## Document extract
::::::::::
On June 21st, I had the pleasure of sitting down and interviewing Dave Jageler. You might know him from the Nationals radio broadcasts on 106.7 The Fan or player interviews at occasions such as NatsFest. He had a lot of interesting things to say and knows lots about the Nats, and is also a pretty funny guy. So without any further ado…
Will K: Can you tell me a little about yourself, personally and professionally?
Dave Jageler: I am 42 years old, I was born in 1972, and grew up in Windsor, CT, which is right on the dividing line between Red Sox fans and Yankee fans. I was on the Red Sox side of the line, so I grew up a Red Sox fan. I really followed baseball closely starting at seven years old, and I knew I wanted to go into broadcasting around twelve or thirteen years old. My first broadcasting work was in my hometown while I was in high school. We had a little cable access television station, and I used to broadcast high school basketball games, and they would show them on tape delay a month after the fact. I went to Syracuse University for four years studying broadcast journalism, and I got to broadcast S.U. football, basketball and lacrosse. My first baseball opportunity there was with the Syracuse Chiefs, who were a Triple A affiliate of the Blue Jays back then, but are now owned by the Nationals. My first job out of college was in Morganstown, West Virginia, then moved to Charlotte, North Carolina, where I did sports talk, sports updates, basketball play-by-play and baseball play-by-play for the Charlotte Knights. From there I moved to Boston and worked at a sports radio station, 1510 The Zone, and did fill-in play-by-play for the Celtics. I did full-time play-by-play for the Pawtucket Red Sox, and in 2006, I joined Charlie with the Nationals.
::::::::::
## Dataset excerpt
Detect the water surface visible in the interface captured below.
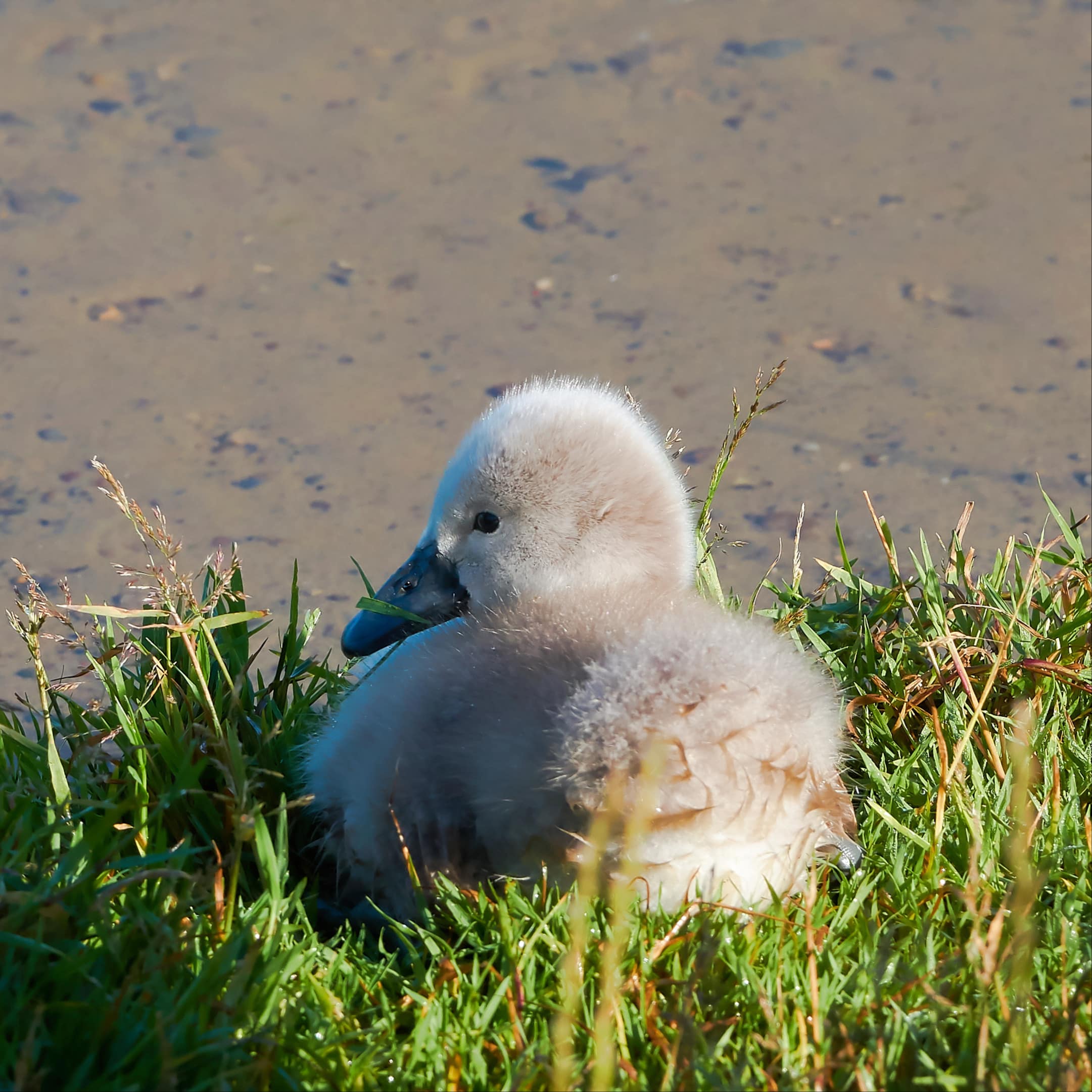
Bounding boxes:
[0,0,1092,696]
::::::::::
Reproduce a passage from the Dave Jageler interview word for word, beginning at the words "On June 21st, I" and stopping after "personally and professionally?". None of the data is needed here.

On June 21st, I had the pleasure of sitting down and interviewing Dave Jageler. You might know him from the Nationals radio broadcasts on 106.7 The Fan or player interviews at occasions such as NatsFest. He had a lot of interesting things to say and knows lots about the Nats, and is also a pretty funny guy. So without any further ado…
Will K: Can you tell me a little about yourself, personally and professionally?